YOUR TASKS |
• 1. Answer these questions about the text below on revising a book draft:
(a) How long did the writer take to write the first book, Consolation?
(b) What rank did one character start with, and what did that character become partway through?
(c) Over roughly how many years does the story of the third book take place?
• 2. List every book title named in the text below on revising a book draft.

DOCUMENT PASSAGE |
Start of Block
Since writing the last few pages of my third book, Ancients & Death, I’ve been spending the past few weeks reading through the book cover to cover, so to speak, to get a feel of the overall flow, structure and plot. As I expected, there are some significant problems that will need to be addressed, but what I was surprised by was, in some places, the utter lack of consistency between chapters.
I suppose I shouldn’t be taken aback, really, because it took me a significantly long time to write this book, compared to the previous two. Where I wrote the first book, Consolation, in less than five months, and the second, Exile, took around seven, this is the first time I took well over a year to complete a draft.
Ultimately, I’m proud of the manuscript … but there is a lesson to be learned here.
And it shows. Because of my depression, sabbatical and other interferences, I wasn’t able to consistently write this book every day, every week, or even every month. There were very long periods where I ignored its progress entirely, focusing instead on, in some cases, my own survival. And the result is that, by the time I came back to the book, I had almost forgotten what had happened previously.
Some things are small, and easily corrected: a character who started out as a king turned into a greatlord partway through, and fixing it is more or less a matter of search and replace. Other issues are greater though; for example, a character might have an important revelation in chapter five, only to have exactly the same idea ten chapters later. This will be harder, because I will need to identify these places, highlight them, and decide which one to keep and which to rewrite.
There is also an issue with timing in the plot. This book takes place over nearly ten years of time, and the passage of this time isn’t always clear. It’s important that the time passes as it does, but I also need to reconcile this with a disease that spreads insanely fast. Why isn’t the whole world destroyed in the time that passes? These are things to muse on.
Ultimately, I’m proud of the manuscript. I think it’s one of the best I’ve written so far, and the parts with Elven are, to me, particularly gripping. But there is a lesson to be learned here, because I’ve set myself up for a great deal of work: don’t ever write a book over the course of two years. Do it faster. Stephen King recommends a month. I don’t think that’s quite realistic, but don’t abandon it for great periods of time—your work will suffer as a result.
End of Block
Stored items
Start of Block
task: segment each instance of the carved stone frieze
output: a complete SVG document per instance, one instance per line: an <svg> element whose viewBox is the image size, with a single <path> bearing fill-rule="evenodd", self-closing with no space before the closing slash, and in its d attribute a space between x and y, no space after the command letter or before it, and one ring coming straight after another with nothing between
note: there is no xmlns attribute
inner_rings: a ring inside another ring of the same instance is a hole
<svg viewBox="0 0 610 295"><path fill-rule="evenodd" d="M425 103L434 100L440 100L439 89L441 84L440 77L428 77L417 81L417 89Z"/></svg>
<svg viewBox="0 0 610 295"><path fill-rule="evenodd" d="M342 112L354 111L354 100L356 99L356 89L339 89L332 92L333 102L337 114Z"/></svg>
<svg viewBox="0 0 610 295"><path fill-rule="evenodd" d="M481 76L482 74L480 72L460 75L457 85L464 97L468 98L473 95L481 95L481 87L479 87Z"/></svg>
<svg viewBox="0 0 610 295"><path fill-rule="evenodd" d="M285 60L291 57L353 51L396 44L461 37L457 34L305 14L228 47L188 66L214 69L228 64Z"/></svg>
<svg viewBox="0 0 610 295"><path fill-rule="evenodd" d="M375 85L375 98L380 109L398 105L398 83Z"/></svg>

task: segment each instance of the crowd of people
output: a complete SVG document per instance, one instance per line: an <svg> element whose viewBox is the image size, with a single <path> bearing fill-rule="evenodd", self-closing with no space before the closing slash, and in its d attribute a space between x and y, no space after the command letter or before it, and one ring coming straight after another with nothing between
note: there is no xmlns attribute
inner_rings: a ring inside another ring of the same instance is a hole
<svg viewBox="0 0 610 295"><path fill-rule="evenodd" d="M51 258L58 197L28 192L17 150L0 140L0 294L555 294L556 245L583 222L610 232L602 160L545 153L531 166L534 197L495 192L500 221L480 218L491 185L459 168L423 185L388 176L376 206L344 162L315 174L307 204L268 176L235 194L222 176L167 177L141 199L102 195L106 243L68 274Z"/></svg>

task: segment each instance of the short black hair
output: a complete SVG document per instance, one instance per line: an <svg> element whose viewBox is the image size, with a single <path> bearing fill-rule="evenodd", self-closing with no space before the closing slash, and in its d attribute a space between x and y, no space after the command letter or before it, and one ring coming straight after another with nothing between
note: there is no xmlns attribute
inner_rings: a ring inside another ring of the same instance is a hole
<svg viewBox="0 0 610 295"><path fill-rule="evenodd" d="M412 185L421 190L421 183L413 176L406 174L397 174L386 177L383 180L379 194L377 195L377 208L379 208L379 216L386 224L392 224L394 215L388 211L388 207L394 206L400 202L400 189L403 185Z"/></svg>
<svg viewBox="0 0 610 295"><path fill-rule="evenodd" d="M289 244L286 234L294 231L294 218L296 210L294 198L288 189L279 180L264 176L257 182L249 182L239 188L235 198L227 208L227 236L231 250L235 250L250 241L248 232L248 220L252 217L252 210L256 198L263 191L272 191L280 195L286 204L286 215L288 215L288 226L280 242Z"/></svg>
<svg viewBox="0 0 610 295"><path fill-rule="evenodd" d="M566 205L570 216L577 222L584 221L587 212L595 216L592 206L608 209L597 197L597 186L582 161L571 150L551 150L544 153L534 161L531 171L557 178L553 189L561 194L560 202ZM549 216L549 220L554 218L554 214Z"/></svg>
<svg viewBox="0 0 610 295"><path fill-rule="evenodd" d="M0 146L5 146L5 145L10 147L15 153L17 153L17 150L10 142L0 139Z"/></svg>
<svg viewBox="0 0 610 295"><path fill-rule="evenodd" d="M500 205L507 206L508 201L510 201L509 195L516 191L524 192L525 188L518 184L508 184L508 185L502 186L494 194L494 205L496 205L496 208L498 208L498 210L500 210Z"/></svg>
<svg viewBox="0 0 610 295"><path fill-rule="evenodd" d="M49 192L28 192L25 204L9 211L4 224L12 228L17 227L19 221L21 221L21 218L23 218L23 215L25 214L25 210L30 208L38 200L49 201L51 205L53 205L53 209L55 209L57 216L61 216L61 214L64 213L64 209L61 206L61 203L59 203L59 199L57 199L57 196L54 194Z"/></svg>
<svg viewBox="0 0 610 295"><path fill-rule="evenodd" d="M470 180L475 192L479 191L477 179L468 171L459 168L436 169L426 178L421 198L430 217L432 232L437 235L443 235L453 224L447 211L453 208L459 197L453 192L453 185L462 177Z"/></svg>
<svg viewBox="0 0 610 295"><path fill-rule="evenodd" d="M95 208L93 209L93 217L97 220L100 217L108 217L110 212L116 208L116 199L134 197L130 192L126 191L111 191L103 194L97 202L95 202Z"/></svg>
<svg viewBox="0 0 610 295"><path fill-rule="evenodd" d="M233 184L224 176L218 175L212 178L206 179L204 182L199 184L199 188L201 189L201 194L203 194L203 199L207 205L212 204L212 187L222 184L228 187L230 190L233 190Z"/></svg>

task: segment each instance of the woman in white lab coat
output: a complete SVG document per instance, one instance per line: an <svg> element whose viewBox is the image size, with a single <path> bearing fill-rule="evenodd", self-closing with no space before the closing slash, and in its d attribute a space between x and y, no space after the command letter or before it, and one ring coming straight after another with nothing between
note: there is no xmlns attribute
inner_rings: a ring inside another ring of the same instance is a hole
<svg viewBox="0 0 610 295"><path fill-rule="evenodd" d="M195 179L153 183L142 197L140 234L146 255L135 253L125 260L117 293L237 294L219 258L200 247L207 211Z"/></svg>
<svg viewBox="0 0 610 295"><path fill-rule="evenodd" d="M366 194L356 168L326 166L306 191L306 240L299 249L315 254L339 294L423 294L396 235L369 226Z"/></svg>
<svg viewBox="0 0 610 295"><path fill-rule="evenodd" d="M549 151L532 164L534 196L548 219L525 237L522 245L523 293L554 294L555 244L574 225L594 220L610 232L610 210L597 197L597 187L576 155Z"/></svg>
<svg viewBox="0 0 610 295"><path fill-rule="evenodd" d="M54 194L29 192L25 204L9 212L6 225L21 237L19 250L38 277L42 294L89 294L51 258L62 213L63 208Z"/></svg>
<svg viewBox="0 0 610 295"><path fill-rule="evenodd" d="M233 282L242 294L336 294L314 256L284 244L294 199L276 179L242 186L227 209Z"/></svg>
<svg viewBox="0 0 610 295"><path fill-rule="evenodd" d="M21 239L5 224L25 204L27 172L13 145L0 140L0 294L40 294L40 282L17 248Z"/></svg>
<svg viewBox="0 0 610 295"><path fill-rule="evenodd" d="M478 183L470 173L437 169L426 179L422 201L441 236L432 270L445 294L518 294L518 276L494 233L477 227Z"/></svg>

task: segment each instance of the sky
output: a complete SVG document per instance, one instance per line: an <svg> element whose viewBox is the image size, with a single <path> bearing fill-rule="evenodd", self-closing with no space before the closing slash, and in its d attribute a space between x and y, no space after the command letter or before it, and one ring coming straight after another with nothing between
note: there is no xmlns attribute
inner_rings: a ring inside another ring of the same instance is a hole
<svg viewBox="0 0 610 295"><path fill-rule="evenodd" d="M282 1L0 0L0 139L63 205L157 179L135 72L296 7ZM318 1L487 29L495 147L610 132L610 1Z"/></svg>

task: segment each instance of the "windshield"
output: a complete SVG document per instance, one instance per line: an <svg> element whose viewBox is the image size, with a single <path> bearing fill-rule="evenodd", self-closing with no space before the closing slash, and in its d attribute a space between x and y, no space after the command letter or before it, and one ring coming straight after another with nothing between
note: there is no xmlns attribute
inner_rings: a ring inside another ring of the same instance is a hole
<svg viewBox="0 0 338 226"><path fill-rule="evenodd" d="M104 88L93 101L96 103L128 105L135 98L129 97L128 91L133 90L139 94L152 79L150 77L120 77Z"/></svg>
End of Block
ANSWERS GIVEN |
• 1.
(a) Less than five months.
(b) The character started out as a king and turned into a greatlord.
(c) Nearly ten years.

• 2.
Ancients & Death
Consolation
Exile